■ **STATED PROBLEM**
Every line from the one with "Practice step: indicate the bridge" through the end of the records below should be restated word for word, and nothing outside that span.
** START OF RECORDS SUPPLIED **
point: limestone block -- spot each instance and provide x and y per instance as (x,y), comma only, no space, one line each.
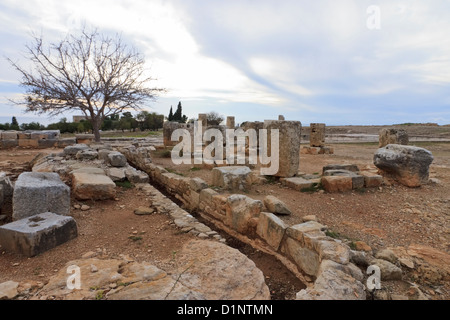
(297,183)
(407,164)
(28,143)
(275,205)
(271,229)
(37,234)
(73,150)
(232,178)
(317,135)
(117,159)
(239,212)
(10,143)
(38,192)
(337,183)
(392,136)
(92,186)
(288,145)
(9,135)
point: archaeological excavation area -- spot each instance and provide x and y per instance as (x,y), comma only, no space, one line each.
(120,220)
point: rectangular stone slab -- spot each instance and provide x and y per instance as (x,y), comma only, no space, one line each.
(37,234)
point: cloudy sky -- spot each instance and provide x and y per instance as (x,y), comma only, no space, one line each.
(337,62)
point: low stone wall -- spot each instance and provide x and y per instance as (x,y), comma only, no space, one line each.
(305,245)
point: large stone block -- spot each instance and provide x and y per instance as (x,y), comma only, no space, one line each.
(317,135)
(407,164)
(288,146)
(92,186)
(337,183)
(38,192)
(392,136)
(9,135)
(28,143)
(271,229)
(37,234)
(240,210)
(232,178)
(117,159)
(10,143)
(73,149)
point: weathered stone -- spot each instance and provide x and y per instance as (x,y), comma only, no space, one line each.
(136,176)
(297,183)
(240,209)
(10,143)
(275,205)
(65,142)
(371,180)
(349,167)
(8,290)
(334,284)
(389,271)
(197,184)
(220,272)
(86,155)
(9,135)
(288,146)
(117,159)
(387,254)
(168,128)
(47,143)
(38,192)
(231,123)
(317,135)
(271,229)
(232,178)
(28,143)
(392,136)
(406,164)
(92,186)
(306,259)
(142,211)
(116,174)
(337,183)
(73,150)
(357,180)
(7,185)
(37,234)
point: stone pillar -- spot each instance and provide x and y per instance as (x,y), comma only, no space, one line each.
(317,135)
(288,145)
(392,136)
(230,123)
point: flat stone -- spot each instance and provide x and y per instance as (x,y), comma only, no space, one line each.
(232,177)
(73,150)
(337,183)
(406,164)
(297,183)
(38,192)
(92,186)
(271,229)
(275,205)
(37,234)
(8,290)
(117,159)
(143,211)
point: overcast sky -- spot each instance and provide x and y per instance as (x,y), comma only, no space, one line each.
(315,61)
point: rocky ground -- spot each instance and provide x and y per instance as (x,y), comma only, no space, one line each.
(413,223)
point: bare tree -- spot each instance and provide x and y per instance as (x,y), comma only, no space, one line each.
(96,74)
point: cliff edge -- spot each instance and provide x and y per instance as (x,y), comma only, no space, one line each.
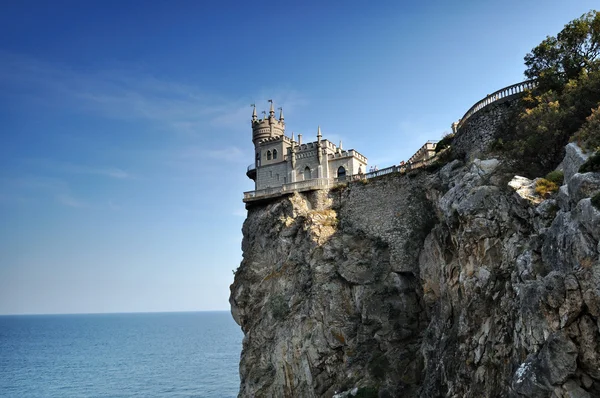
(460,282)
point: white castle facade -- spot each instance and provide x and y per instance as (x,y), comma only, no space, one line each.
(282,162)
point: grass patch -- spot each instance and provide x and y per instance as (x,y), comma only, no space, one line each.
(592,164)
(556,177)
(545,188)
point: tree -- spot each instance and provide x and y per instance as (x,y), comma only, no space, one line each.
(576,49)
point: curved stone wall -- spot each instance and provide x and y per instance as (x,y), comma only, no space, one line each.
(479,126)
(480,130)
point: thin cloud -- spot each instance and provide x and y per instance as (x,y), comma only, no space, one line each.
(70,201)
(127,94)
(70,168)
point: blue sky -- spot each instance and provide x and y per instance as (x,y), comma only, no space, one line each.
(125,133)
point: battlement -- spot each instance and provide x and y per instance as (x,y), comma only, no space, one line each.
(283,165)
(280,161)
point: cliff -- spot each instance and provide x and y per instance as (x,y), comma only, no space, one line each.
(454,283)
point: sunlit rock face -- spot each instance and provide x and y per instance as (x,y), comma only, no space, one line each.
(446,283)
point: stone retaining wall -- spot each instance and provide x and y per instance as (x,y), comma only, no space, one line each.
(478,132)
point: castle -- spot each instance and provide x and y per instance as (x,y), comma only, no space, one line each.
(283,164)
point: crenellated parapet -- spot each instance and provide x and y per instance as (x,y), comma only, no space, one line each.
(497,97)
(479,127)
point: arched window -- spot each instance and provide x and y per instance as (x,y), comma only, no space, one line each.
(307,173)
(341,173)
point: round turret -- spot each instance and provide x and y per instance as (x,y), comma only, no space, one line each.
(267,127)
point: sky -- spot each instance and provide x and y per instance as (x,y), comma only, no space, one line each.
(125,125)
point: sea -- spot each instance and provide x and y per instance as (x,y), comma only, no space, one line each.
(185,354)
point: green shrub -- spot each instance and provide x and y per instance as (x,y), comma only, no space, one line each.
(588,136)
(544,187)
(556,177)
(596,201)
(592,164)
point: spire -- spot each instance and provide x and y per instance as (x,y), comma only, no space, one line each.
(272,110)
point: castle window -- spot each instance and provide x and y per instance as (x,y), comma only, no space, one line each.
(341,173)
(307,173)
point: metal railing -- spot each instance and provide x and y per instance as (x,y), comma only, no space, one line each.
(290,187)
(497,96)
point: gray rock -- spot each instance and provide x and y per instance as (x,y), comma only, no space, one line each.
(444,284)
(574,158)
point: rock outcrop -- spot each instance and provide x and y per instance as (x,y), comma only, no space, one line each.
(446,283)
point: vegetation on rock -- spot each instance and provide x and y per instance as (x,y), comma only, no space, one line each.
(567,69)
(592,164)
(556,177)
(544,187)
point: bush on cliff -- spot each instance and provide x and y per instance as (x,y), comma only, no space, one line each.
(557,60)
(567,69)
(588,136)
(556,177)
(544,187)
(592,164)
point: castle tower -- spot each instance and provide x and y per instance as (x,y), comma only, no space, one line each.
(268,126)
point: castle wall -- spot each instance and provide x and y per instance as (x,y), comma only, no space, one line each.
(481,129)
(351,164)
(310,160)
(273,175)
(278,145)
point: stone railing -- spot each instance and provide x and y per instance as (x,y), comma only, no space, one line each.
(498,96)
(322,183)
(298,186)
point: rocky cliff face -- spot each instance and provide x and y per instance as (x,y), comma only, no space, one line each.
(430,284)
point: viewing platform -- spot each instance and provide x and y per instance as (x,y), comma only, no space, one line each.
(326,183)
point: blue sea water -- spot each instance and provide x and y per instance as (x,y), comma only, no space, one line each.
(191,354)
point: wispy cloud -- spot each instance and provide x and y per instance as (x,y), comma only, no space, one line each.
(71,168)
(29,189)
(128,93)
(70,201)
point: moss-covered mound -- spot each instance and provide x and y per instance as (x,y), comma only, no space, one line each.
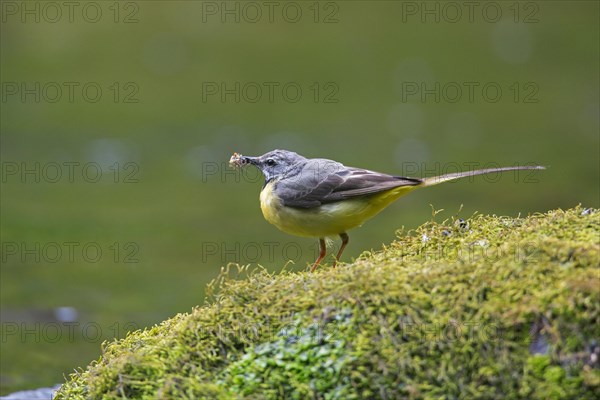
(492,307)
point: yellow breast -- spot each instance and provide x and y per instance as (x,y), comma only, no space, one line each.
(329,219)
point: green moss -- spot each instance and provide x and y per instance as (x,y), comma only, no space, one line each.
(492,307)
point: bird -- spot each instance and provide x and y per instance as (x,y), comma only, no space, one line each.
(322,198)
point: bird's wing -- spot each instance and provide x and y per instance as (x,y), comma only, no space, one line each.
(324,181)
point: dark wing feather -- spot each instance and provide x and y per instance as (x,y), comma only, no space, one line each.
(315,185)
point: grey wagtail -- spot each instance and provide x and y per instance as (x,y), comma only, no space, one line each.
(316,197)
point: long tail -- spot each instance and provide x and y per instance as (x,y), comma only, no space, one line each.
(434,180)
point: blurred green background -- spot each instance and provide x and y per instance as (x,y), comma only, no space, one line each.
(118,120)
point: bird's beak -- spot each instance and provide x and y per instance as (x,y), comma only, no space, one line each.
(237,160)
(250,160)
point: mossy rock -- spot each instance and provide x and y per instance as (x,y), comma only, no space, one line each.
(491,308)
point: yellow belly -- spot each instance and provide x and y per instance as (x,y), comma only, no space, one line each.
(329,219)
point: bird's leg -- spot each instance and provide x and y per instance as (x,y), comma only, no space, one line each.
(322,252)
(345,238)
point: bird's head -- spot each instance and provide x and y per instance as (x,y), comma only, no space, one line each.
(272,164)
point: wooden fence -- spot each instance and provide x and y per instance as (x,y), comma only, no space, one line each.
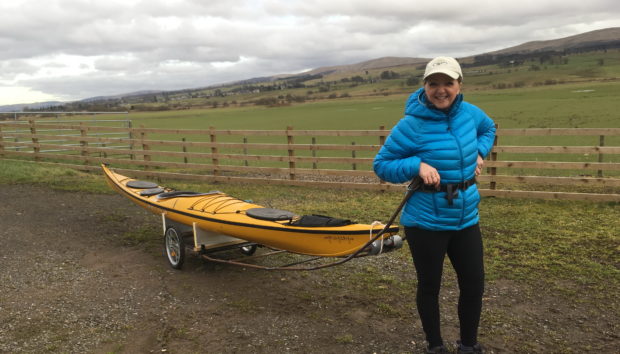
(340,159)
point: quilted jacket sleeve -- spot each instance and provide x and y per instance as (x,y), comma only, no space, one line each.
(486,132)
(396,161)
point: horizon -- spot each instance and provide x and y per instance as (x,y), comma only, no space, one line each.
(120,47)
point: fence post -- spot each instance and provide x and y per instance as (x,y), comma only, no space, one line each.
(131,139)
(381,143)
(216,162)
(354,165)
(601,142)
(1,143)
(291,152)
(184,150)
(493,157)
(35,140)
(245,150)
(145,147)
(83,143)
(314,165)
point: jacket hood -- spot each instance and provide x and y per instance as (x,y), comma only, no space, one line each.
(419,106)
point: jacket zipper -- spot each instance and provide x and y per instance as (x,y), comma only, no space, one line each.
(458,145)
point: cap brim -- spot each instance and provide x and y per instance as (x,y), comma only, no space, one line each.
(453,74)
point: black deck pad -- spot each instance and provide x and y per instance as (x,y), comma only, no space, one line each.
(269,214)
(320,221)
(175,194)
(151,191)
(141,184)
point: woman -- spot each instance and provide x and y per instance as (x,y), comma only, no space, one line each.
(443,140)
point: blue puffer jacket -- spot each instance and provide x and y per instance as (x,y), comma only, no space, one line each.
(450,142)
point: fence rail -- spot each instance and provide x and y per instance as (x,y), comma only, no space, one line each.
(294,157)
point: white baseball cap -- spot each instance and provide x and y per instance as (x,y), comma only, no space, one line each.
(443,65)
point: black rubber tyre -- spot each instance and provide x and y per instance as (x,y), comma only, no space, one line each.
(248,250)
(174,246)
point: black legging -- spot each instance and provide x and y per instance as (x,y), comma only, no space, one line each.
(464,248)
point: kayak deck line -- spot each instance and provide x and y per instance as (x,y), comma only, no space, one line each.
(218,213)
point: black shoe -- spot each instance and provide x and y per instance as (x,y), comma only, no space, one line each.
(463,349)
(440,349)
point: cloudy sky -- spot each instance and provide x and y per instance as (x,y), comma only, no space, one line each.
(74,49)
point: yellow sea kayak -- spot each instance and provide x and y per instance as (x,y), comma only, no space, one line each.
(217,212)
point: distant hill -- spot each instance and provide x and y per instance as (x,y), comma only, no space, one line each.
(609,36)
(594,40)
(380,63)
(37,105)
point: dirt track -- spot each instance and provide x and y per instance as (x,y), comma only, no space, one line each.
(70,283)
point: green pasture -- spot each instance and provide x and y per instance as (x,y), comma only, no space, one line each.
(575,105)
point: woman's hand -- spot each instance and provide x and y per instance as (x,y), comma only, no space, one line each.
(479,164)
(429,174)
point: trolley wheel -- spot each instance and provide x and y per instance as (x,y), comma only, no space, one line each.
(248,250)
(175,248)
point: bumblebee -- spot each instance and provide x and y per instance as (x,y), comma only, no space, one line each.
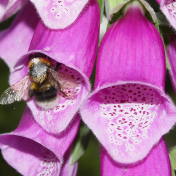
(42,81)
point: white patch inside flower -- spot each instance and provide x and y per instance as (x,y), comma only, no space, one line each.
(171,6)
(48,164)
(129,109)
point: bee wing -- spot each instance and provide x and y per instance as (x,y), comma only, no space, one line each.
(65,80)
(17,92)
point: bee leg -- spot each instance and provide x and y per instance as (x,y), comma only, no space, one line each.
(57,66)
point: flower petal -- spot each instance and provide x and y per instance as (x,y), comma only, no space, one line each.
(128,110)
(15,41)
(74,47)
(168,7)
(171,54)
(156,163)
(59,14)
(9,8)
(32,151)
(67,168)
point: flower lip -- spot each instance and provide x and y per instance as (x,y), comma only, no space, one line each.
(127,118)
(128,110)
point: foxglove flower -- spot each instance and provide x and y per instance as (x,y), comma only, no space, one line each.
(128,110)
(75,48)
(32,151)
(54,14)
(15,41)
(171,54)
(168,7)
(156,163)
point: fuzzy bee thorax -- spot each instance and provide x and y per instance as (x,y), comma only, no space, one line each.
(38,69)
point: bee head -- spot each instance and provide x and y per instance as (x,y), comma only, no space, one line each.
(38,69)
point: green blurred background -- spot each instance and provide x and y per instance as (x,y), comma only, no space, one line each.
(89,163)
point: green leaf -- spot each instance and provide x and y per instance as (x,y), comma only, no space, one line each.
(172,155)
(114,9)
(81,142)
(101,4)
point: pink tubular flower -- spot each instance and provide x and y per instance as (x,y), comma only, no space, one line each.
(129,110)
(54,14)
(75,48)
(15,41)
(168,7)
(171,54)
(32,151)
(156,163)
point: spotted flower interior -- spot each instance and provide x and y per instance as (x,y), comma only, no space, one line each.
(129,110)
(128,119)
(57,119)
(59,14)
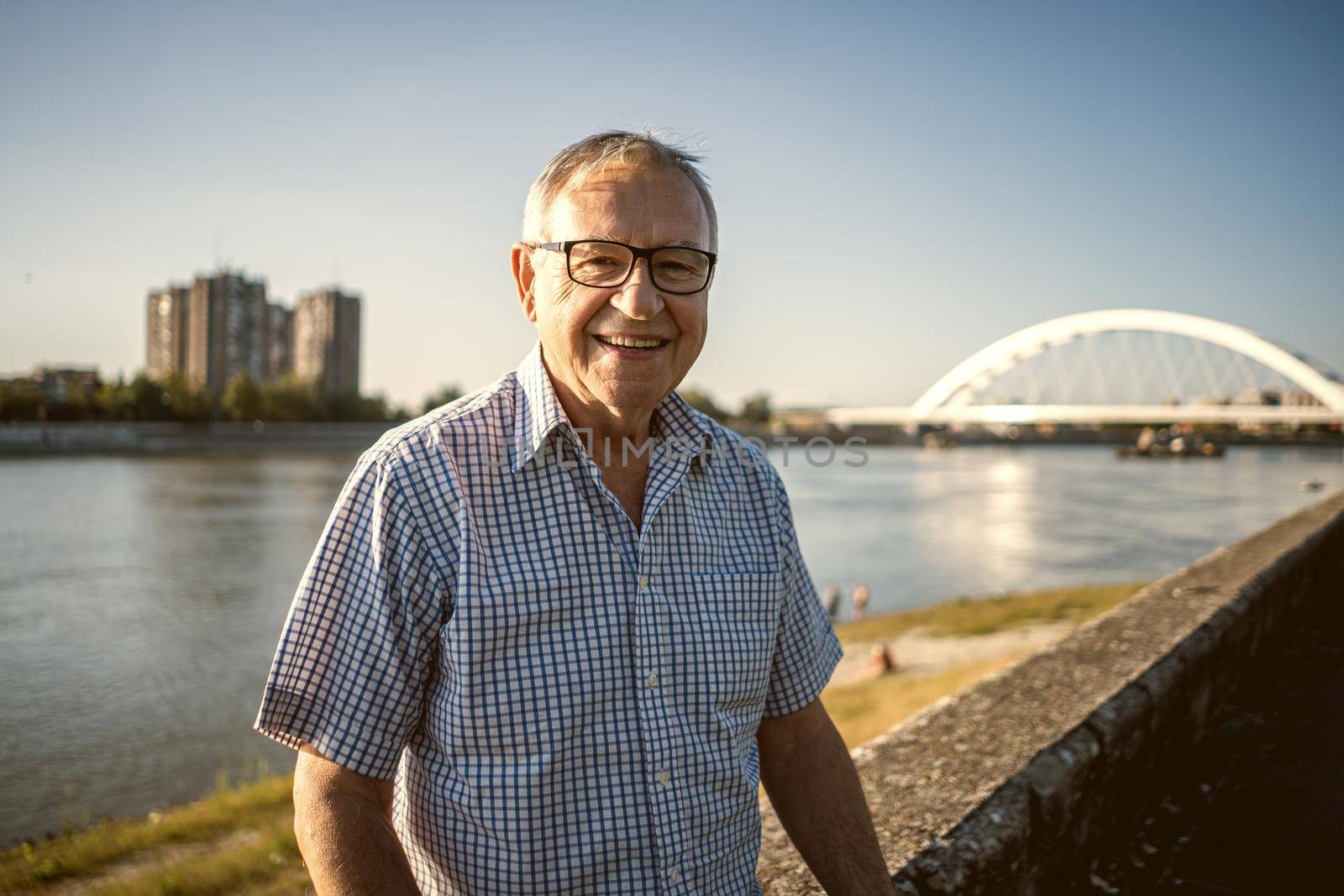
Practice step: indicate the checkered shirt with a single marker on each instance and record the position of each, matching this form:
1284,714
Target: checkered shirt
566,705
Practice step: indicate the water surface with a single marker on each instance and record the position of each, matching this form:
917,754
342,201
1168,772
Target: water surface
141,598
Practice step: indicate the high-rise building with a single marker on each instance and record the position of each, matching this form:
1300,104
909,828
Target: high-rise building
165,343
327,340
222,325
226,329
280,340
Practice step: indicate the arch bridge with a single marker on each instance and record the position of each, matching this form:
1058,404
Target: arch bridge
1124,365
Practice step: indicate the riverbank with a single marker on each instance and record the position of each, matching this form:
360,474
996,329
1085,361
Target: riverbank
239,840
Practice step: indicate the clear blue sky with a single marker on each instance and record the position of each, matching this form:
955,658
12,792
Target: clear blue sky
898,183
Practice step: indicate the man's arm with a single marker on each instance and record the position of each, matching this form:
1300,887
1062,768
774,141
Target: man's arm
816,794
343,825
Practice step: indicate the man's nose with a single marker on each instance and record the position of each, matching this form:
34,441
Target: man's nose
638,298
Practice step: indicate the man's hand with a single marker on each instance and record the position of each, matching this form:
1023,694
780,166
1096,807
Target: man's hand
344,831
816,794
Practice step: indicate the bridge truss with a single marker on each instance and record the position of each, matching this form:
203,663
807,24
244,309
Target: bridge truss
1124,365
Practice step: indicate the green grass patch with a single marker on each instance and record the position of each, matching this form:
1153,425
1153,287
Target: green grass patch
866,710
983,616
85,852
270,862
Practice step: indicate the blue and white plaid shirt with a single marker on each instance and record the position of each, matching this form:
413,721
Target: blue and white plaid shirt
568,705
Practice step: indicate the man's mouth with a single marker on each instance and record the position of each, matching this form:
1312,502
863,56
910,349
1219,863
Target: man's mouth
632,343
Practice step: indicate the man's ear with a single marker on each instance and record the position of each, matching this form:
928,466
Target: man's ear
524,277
** END OF RECORDS SUPPLIED **
■ **SOLUTION**
Practice step: indicate the bridge truss with a single marker on each instance and record the position of each, matching this form:
203,663
807,24
244,309
Target: bridge truss
1124,365
Practice step: indicate the green grass patch with a single marker on each instance and record the position of each, matching this form:
1153,425
1153,287
Target: green grass patch
866,710
983,616
85,852
270,862
Practice step: indicate the blue and white plaid shirt with a single marker on each instance and record the position of each, matching this form:
413,721
Target: blue and white plaid shirt
568,705
Practice step: indicate the man's mouth with a single marker on each instance and record the position of each, matching this form:
1312,502
863,56
910,349
1219,863
Target: man's mouth
632,343
Practice step: indicate the man's ear with a single marker on each instance and record the position of each, matching this form:
928,466
Target: man's ear
524,277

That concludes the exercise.